--- Passage for review ---
-=-=-=-=-

Editor’s Note: This is the first in a series of stories featuring The Telegram’s top 10 news stories for 2014.
Election season in Garden City brought with it a flurry of activity. Several candidates for different state offices passed through on campaign stops, and the voters had many chances to speak their minds.
There were moments when it seemed the status quo in Garden City and the whole of Kansas could change dramatically.
Republican Gov. Sam Brownback ran against Democratic challenger Paul Davis, who attracted the endorsement of some 100 longtime Republicans, something that was unprecedented in Kansas political history.
Pat Roberts, a longtime incumbent, faced a more difficult challenge against Independent Greg Orman, who ran as an independent, than he’d expected and the national party brought in such party darlings as Sarah Palin, Bob Dole, Mitt Romney and Jeb Bush to campaign for him on the ground.
Orman dubbed his trip through southwestern Kansas a “Problem Solving Tour,” holding a meet and greet at the Clarion Inn.
“We need to secure the border, and we are making progress in that direction. What we also need to do is make these mothers in these countries understand that it is futile for them to send their children because in any case they will be taken back,” he told those attending the meeting.
Roberts also visited Garden City, along with his wife Franki, who urged voters to support her husband. “He is my champion, and he is your champion,” she told voters.
“The road to a Republican majority is gonna run, and is running, right through Kansas,” Pat Roberts said. “And this race is so much more than about me and electing Pat Roberts than you can imagine.”
The First District representative race with Congressman Tim Huelskamp against Air Force veteran and former mayor of Manhattan, Jim Sherow turned heads when Conestoga CEO Tom Willis claimed Huelskamp had threatened him. Meanwhile, Huelskamp was endorsed by the likes of political stars like former governor Mike Hucakbee.
Attorney General Derek Schmidt was another of the candidates to pass through Garden City. He was running for re-election against Democrat Anthony John Kotich while Secretary of State Kris Kobach was up for re-election running against Jean Schodorf.

-=-=-=-=-

--- Collection entries ---
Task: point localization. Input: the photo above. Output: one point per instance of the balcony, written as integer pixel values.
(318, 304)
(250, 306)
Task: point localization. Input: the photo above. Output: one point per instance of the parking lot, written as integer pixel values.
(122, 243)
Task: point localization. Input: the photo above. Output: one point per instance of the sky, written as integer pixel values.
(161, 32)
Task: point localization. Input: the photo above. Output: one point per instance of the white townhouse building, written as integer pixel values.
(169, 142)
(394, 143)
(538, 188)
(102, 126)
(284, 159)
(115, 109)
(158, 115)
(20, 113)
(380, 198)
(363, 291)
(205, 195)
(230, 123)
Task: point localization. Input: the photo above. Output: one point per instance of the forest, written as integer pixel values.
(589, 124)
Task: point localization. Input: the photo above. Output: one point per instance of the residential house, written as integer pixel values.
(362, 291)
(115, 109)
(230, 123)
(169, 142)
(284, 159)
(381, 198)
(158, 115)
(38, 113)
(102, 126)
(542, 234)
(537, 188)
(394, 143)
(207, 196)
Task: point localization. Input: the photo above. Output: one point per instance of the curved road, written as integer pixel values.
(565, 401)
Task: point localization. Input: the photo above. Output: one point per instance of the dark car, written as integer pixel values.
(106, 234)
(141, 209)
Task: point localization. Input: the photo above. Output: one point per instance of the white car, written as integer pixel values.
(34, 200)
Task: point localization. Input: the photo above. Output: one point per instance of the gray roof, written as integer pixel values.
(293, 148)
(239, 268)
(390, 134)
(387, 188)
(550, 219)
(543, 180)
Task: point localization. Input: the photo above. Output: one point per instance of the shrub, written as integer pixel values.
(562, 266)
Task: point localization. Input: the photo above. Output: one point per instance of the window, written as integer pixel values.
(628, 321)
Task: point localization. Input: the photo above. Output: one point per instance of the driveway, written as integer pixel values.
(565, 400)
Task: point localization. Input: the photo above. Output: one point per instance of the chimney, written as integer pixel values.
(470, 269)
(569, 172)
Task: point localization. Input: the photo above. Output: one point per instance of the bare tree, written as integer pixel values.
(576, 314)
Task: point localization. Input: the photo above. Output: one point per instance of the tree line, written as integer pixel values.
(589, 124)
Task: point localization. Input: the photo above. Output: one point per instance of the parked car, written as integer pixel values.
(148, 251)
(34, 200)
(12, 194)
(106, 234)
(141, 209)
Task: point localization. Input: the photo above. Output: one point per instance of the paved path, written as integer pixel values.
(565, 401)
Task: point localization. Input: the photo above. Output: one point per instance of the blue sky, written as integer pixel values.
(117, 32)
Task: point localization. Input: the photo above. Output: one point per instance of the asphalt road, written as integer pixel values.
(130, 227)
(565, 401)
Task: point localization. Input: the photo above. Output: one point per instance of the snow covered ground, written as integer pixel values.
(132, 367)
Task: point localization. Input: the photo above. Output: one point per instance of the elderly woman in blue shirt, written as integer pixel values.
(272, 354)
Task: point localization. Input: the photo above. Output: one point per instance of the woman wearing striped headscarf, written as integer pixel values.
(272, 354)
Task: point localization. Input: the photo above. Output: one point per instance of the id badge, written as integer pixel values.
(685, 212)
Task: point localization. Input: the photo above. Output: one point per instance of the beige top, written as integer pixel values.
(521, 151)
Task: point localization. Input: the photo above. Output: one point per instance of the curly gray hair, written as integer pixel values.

-=-=-=-=-

--- Your tasks ---
a) Reproduce the passage of the article on the 2014 election season in Garden City, starting at "Editor’s Note: This" and running up to and including "speak their minds.".
b) Pick up the news story about the 2014 Kansas campaigns in Garden City right after its final sentence and keep writing.

--- Answers for the tasks ---
a)
Editor’s Note: This is the first in a series of stories featuring The Telegram’s top 10 news stories for 2014.
Election season in Garden City brought with it a flurry of activity. Several candidates for different state offices passed through on campaign stops, and the voters had many chances to speak their minds.

b)
While here, he pledged to embark on introducing new ways to fight identity theft after re-election.
Schmidt also addressed gang crime. Referring to the Gang-Free Kansas initiative introduced two years ago, he said the Attorney General’s goal was to provide a useful forum where local authorities and local people work on their local gang problems by coming together to share ideas.
Dennis Anderson and Ken Selzer faced off in the race for new Kansas Commissioner for Insurance.
Despite such interesting developments in the state races, however, incumbents held onto their seats, though it all did serve to bring issues to the forefront that many felt had been ignored by the administration. Moderate Republicans were seen as having lashed out at the state’s conservative leadership, especially Gov. Sam Brownback and Sen. Pat Roberts.
Garden City residents came out in big numbers to vote in the mid-term election and speak their minds. Many voters admitted they were mainly watching the state races, which had attracted more attention than usual on the national stage.
On voting day at many stations, officials reported that voters had been waiting before 7 a.m., the start time for voting, with lines of patient residents forming in the chilly weather.
The Finney County Fairgrounds hosted the most stations with eight. The election activity was all in the 4-H building. Many churches and public buildings had booths set up in an exercise that was described as smooth by election officials.
The issues that brought out the different voters were as varied as the people, but education stood out.
“I think it’s going to be a really tight election,” Kyle Korf, a resident said. “I think that’s why voting this year is going to be more important than most years going by the different issues that have been brought up, not only in the state of Kansas but in the U.S.”
Voters for the different mid-term election races turned out in big numbers across southwest Kansas, with many area counties registering more than 20 percent turnout by the end of early voting Monday.
In Finney County, officials were upbeat about the turnout, saying it was “pretty good.”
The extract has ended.